--- Text for analysis ---
October 14, 2024

Dr. Martin Luther King Jr Challenges

Celebrating Dr. Martin Luther King Jr Day and Black History Month 2013

I now present the essence of what I wrote, when our church celebrated the Dr. King holiday in 2012, and I was privileged to speak to the congregation the Unitarian Universalist Church.  

For me, it was helpful to review my history with Dr. King; it was emotional to read my experience and his words as we honored his memory 

It is the1950s in Elkhart, Indiana; Minnie Minoso is my favorite athlete and the colored boys are often opponents in baseball, basketball and football. I had no knowledge of Martin Luther King.

Toward the end of the 50s, Dr. King joins the bus boycott in Montgomery, Alabama, founds the Southern Christian Leadership Council and studies with Mohammad Gandhi. He leads the executive committee at the National Association for the Advancement of Colored People (NAACP) and his home is bombed. He receives his Ph.D in philosophy and is on the cover of Time Magazine.
---
Your goal:
In the reflection on Dr. Martin Luther King Jr., who was the writer's favorite athlete in the 1950s?
--- Supplied records ---
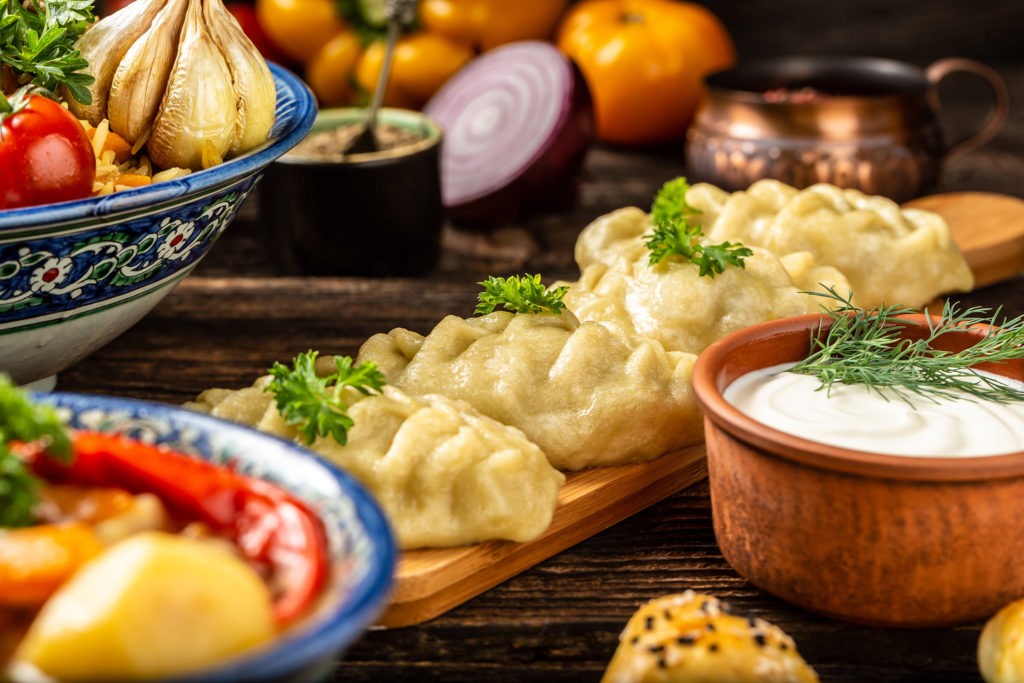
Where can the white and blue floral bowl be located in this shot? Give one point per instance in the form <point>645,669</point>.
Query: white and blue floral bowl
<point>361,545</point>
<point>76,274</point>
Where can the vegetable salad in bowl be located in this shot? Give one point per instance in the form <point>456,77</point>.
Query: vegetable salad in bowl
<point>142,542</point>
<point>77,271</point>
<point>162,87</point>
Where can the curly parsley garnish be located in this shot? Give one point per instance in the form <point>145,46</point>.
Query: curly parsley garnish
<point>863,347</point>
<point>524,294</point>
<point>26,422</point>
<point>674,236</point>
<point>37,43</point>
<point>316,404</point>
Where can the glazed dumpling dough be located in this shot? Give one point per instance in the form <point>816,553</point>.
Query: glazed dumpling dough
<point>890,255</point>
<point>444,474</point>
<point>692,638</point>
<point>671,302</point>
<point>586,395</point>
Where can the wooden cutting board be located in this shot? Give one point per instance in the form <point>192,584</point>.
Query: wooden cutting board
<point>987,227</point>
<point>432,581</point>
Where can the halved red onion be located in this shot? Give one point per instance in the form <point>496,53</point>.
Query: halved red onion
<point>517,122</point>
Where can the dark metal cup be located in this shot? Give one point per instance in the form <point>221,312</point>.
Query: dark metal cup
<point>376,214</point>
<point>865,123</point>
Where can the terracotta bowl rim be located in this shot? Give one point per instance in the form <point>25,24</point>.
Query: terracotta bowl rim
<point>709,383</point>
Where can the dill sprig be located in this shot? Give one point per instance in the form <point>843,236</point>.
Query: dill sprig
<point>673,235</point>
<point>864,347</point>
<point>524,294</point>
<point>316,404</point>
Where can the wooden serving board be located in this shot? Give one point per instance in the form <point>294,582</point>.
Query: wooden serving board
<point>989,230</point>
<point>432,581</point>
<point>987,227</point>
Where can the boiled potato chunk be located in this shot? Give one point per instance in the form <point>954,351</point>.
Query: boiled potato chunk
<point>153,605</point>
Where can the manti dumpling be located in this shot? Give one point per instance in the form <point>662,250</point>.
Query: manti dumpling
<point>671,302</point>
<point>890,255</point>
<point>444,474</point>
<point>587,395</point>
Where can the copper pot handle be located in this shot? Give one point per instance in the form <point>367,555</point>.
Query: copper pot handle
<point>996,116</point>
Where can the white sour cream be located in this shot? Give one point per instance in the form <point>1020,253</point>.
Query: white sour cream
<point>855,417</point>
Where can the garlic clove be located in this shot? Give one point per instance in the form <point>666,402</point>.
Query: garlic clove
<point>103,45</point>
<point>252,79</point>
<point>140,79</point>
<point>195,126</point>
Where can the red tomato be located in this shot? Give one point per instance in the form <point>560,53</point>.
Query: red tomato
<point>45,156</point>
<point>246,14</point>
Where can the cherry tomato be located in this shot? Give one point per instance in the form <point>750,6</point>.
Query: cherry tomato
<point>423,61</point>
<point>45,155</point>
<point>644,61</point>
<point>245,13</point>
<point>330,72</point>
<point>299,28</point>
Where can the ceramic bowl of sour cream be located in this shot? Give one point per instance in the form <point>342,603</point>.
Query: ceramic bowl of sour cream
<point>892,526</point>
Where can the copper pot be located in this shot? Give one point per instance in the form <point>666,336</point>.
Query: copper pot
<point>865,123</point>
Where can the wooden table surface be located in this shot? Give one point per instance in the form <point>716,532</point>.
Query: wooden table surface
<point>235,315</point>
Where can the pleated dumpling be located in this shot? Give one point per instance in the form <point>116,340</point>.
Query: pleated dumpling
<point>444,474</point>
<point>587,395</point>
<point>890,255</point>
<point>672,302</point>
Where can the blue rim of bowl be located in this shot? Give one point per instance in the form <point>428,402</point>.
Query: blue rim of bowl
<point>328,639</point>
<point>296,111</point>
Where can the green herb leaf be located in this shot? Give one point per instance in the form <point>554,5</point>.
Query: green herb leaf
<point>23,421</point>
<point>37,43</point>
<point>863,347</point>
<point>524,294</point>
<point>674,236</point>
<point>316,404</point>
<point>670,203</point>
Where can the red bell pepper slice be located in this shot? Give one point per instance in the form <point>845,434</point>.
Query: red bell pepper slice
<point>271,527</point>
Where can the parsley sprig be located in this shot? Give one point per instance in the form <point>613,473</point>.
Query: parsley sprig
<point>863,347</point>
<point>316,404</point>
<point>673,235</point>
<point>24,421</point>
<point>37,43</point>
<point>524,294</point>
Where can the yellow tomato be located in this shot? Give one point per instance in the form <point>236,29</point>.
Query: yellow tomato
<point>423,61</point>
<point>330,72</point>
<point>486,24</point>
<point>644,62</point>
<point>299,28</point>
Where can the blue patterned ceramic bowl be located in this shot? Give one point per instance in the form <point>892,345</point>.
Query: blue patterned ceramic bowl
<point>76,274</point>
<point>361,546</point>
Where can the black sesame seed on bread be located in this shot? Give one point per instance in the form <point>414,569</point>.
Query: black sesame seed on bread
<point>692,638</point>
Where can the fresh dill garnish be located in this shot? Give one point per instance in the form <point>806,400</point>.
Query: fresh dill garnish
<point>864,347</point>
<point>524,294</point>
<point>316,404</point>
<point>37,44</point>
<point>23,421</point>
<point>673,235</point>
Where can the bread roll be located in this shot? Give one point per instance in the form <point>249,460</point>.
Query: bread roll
---
Solution for this problem:
Minnie Minoso